> Referring expression pointing data
───

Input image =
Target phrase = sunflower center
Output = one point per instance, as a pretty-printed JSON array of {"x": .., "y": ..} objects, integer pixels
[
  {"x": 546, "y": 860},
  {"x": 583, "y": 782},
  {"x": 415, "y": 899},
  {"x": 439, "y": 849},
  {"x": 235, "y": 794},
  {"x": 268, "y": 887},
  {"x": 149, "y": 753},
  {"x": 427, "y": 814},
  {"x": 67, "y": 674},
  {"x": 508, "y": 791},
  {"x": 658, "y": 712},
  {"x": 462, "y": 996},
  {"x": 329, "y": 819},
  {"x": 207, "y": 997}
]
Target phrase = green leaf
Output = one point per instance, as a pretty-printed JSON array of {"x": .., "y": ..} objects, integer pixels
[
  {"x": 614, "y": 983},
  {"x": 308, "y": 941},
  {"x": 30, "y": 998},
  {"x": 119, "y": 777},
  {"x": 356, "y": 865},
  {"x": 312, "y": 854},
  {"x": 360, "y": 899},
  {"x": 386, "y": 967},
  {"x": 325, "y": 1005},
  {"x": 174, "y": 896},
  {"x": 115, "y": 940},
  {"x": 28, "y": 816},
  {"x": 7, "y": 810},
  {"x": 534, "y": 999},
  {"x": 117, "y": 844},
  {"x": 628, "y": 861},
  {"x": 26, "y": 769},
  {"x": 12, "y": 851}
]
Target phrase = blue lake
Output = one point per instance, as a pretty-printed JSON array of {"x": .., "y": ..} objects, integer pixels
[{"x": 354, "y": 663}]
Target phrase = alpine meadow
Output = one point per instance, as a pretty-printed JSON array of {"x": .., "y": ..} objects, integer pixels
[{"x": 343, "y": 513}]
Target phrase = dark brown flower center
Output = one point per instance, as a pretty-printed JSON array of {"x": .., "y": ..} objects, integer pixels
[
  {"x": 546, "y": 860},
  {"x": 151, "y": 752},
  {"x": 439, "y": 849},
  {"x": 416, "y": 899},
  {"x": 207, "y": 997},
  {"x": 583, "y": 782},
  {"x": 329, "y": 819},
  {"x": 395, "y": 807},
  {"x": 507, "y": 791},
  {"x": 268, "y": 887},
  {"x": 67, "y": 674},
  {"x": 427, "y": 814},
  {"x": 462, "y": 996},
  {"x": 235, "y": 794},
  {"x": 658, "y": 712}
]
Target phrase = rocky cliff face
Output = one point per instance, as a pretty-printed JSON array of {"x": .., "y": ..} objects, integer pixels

───

> What to produce
What lines hold the string "Target"? Pick them out of the data.

> The completed task
Target phrase = sunflower center
Target phrase = green leaf
Target phrase = blue lake
Target phrase = alpine meadow
Target phrase = dark brown flower center
Target phrase = rocky cliff face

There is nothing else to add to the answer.